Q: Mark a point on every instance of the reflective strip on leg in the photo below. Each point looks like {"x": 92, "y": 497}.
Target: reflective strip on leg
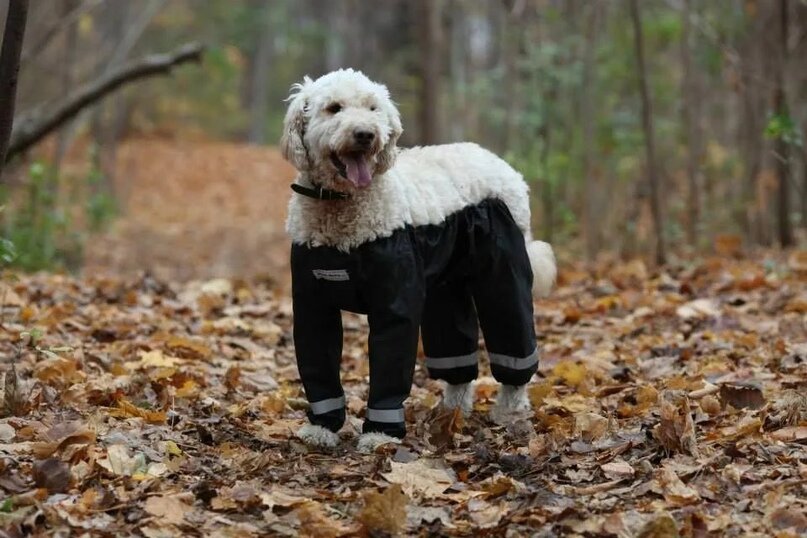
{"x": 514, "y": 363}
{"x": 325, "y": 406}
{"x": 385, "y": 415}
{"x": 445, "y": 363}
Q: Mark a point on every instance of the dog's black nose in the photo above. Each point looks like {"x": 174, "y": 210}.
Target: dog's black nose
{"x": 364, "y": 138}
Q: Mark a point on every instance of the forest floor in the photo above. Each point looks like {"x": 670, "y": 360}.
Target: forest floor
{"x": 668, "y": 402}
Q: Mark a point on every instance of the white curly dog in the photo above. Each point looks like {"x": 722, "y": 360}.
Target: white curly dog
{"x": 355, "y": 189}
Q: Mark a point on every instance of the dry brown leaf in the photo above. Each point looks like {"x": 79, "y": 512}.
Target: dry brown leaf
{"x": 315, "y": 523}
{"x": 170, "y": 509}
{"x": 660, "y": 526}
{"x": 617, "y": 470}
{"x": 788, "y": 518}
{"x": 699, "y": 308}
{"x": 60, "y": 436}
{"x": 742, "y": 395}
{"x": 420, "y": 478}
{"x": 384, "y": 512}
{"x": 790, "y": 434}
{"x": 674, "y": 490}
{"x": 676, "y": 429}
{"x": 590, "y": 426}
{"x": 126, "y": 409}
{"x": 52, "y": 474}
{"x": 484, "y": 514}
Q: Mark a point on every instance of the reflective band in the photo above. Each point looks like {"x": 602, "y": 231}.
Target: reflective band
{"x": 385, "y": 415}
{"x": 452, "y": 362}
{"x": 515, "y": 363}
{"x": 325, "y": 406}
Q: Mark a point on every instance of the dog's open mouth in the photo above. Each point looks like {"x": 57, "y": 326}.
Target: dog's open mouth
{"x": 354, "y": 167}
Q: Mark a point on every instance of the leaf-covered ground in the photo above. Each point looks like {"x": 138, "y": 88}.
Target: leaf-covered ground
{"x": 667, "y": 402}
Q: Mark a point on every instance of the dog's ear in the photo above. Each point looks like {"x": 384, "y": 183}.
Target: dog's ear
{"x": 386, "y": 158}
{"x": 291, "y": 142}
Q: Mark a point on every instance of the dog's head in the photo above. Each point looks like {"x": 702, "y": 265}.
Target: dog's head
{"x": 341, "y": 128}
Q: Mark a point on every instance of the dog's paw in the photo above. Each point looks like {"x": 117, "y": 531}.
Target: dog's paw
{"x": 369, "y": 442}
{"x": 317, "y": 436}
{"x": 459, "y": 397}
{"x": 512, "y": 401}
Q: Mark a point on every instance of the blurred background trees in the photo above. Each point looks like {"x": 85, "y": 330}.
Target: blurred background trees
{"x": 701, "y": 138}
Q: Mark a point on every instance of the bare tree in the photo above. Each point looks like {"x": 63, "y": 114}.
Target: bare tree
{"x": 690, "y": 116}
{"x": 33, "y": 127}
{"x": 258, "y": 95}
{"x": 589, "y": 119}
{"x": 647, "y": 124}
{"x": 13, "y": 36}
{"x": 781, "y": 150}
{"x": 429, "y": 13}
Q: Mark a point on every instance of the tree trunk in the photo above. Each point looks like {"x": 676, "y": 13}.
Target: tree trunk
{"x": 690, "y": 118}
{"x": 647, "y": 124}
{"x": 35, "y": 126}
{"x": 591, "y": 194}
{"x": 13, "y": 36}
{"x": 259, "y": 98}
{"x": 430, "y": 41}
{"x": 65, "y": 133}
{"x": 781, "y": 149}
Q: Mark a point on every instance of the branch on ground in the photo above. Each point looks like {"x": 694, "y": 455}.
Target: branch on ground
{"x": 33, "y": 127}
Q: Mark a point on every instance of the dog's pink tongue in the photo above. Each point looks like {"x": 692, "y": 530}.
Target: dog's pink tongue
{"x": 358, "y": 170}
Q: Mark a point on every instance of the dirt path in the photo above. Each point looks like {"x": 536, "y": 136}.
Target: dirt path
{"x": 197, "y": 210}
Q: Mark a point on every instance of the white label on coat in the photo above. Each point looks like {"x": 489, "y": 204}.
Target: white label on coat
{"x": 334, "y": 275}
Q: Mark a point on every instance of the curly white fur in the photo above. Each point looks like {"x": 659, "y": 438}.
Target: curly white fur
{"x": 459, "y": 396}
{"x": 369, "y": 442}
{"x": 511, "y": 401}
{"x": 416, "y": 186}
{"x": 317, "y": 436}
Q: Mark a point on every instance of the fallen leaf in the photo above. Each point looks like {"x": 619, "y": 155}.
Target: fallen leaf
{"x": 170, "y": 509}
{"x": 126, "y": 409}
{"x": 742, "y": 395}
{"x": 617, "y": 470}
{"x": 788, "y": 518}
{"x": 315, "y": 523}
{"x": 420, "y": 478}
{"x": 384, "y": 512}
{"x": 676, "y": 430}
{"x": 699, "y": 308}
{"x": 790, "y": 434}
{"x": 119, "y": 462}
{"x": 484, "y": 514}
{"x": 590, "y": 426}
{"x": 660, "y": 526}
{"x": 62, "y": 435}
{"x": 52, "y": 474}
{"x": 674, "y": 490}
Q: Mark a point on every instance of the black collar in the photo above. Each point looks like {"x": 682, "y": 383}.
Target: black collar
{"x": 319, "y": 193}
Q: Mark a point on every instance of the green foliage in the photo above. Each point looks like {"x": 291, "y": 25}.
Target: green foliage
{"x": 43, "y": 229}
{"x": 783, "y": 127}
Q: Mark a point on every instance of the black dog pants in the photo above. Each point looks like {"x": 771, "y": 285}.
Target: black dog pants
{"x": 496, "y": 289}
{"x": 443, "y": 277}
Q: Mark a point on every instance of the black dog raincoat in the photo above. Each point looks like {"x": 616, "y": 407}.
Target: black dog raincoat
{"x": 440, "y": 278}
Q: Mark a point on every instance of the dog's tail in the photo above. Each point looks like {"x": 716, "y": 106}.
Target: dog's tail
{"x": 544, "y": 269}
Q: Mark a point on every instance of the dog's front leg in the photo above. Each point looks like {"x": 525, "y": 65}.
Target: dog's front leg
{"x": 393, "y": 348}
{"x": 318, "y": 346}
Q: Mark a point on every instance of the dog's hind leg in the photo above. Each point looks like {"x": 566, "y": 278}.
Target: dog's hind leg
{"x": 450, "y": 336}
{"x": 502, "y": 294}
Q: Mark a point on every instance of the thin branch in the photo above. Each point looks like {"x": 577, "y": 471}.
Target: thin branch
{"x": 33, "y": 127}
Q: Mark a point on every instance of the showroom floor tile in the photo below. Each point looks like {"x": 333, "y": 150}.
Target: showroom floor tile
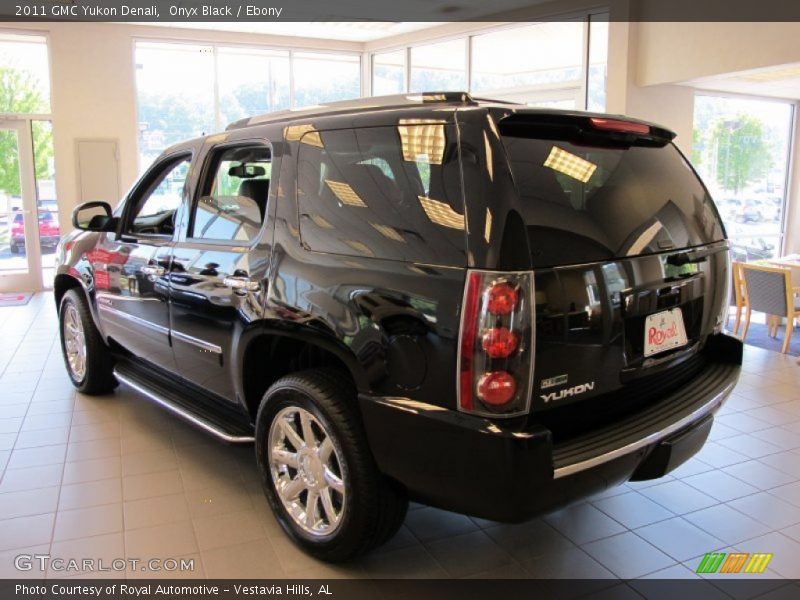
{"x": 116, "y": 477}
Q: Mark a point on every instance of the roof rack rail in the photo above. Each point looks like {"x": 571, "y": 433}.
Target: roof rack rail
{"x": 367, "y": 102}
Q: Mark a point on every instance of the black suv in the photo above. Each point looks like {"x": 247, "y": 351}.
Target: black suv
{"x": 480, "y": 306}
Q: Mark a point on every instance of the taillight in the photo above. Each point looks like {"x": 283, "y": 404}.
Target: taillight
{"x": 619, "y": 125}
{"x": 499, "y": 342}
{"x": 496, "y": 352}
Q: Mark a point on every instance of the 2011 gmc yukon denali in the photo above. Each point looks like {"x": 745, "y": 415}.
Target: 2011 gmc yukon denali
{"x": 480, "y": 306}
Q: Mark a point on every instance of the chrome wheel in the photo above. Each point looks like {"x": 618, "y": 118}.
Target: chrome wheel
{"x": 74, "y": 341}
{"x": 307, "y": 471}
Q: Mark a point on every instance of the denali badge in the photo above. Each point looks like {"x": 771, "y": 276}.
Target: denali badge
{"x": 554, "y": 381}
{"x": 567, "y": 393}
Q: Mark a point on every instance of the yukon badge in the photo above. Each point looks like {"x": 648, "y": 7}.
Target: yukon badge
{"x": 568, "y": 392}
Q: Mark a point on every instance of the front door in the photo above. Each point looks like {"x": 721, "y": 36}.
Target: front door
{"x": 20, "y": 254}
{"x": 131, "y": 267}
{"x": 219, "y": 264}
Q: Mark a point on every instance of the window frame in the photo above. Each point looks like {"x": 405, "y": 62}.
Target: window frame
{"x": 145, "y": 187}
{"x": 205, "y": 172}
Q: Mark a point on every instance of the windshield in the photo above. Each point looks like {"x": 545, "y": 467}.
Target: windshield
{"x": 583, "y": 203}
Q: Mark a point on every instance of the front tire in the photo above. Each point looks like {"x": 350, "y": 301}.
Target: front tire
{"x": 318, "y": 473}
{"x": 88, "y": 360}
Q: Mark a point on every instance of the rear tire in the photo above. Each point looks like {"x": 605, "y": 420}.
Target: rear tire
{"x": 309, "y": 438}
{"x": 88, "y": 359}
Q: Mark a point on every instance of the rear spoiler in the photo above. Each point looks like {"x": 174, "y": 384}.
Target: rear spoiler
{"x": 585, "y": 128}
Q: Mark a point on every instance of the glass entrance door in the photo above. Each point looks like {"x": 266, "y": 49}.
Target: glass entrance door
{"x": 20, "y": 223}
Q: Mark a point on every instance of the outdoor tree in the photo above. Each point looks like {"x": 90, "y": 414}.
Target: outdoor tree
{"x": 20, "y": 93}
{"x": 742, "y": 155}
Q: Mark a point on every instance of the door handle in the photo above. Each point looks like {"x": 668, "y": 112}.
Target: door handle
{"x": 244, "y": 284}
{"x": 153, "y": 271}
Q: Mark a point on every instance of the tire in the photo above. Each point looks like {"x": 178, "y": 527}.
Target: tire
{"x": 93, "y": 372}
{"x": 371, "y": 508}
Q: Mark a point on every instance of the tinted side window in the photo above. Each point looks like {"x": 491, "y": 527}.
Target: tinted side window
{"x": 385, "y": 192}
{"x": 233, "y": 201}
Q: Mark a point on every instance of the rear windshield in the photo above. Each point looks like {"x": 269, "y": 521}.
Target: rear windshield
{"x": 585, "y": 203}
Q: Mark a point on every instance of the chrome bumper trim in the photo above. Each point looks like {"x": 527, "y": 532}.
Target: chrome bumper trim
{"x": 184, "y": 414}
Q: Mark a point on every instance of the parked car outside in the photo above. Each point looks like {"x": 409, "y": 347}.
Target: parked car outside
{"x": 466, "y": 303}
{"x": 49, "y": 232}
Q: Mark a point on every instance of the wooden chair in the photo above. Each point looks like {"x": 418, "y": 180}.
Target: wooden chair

+++

■ Work instructions
Copy the data from the line containing "Q: Mark a point on every instance of the chrome bumper" through the end of the data, changing "wooden chair" to "folding chair" and keeping everything else as it is.

■ Written answer
Q: Mark a point on every instance of the chrome bumper trim in the photo above. Each point looks like {"x": 527, "y": 532}.
Target: chrome bumper trim
{"x": 184, "y": 414}
Q: Mark a point on every instance of the parked car outside in the photo above. Each point looks like {"x": 409, "y": 347}.
Target: parked car outside
{"x": 466, "y": 303}
{"x": 49, "y": 232}
Q: Mark a point on every instance of the folding chair in the photo above. Each point looks like {"x": 418, "y": 180}.
Target: folding chair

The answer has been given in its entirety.